Request = Render every line of the rows below as a JSON list of strings, one string per line, omitting blank lines and leaving the pictures out.

[Shape boundary entries]
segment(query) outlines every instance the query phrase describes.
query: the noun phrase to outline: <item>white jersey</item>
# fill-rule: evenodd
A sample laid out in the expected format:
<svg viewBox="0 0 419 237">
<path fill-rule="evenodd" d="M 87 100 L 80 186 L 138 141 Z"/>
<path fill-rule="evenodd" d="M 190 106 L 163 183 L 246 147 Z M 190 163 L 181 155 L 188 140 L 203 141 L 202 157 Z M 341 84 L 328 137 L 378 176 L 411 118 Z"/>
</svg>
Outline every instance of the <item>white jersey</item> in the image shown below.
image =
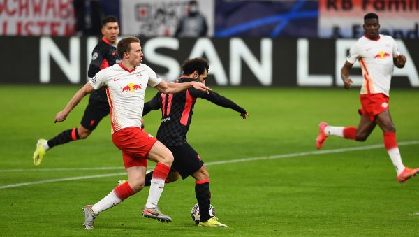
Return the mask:
<svg viewBox="0 0 419 237">
<path fill-rule="evenodd" d="M 155 87 L 161 81 L 145 64 L 128 71 L 119 63 L 99 71 L 89 82 L 95 89 L 106 88 L 113 134 L 128 127 L 141 127 L 147 85 Z"/>
<path fill-rule="evenodd" d="M 346 61 L 353 64 L 359 60 L 364 78 L 361 94 L 383 93 L 389 96 L 393 57 L 399 55 L 395 40 L 382 34 L 376 40 L 364 36 L 351 47 Z"/>
</svg>

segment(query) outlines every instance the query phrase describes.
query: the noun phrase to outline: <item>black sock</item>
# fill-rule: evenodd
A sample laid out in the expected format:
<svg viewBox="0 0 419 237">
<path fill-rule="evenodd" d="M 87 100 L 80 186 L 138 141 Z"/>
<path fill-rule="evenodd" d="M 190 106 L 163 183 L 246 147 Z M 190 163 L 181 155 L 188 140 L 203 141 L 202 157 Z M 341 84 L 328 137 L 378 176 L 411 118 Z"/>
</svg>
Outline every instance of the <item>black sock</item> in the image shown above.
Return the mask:
<svg viewBox="0 0 419 237">
<path fill-rule="evenodd" d="M 144 181 L 144 186 L 150 186 L 152 185 L 152 178 L 153 177 L 153 171 L 145 175 L 145 180 Z"/>
<path fill-rule="evenodd" d="M 210 182 L 195 184 L 195 196 L 199 206 L 200 220 L 201 222 L 205 222 L 210 217 L 211 192 L 210 191 Z"/>
<path fill-rule="evenodd" d="M 66 130 L 57 135 L 54 138 L 48 140 L 48 146 L 50 148 L 52 148 L 57 145 L 67 143 L 78 139 L 80 139 L 80 136 L 77 132 L 77 128 L 75 127 L 73 129 Z"/>
</svg>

Answer =
[
  "segment(query) outlines every instance the query phrase describes.",
  "query: the noun phrase to outline: <item>white jersey</item>",
  "# fill-rule: evenodd",
  "A sample laid out in the expected format:",
  "<svg viewBox=\"0 0 419 237\">",
  "<path fill-rule=\"evenodd\" d=\"M 87 100 L 80 186 L 138 141 Z\"/>",
  "<path fill-rule=\"evenodd\" d=\"M 190 106 L 163 183 L 246 147 Z M 190 163 L 181 155 L 188 140 L 203 141 L 202 157 Z M 341 84 L 328 137 L 378 176 L 411 118 Z\"/>",
  "</svg>",
  "Outline every instance of the <item>white jersey</item> in the image shown below.",
  "image =",
  "Return the mask:",
  "<svg viewBox=\"0 0 419 237\">",
  "<path fill-rule=\"evenodd\" d=\"M 155 87 L 161 81 L 145 64 L 128 71 L 119 63 L 99 71 L 89 82 L 95 89 L 106 88 L 113 134 L 128 127 L 141 127 L 147 85 Z\"/>",
  "<path fill-rule=\"evenodd\" d=\"M 346 61 L 353 64 L 359 60 L 364 78 L 361 94 L 383 93 L 389 96 L 393 57 L 399 55 L 395 40 L 382 34 L 376 40 L 364 36 L 351 47 Z\"/>",
  "</svg>",
  "segment(query) outlines every instance the query phrase describes.",
  "query: the noun phrase to outline: <item>black sock</item>",
  "# fill-rule: evenodd",
  "A sample laid out in the expected format:",
  "<svg viewBox=\"0 0 419 237\">",
  "<path fill-rule=\"evenodd\" d=\"M 87 100 L 80 186 L 138 141 Z\"/>",
  "<path fill-rule=\"evenodd\" d=\"M 190 106 L 163 183 L 246 147 Z M 190 163 L 181 155 L 188 140 L 203 141 L 202 157 Z M 341 84 L 328 137 L 378 176 L 411 118 Z\"/>",
  "</svg>",
  "Outline every instance of the <item>black sock</item> in the image shown above.",
  "Return the mask:",
  "<svg viewBox=\"0 0 419 237\">",
  "<path fill-rule=\"evenodd\" d=\"M 144 181 L 144 186 L 150 186 L 152 185 L 152 178 L 153 177 L 153 171 L 145 175 L 145 180 Z\"/>",
  "<path fill-rule=\"evenodd\" d=\"M 210 182 L 195 184 L 195 196 L 199 206 L 200 220 L 201 222 L 205 222 L 210 217 L 211 192 L 210 191 Z\"/>",
  "<path fill-rule=\"evenodd\" d=\"M 66 130 L 57 135 L 54 138 L 48 140 L 48 146 L 50 148 L 52 148 L 57 145 L 67 143 L 78 139 L 80 139 L 80 136 L 77 132 L 77 128 L 75 127 L 73 129 Z\"/>",
  "</svg>"
]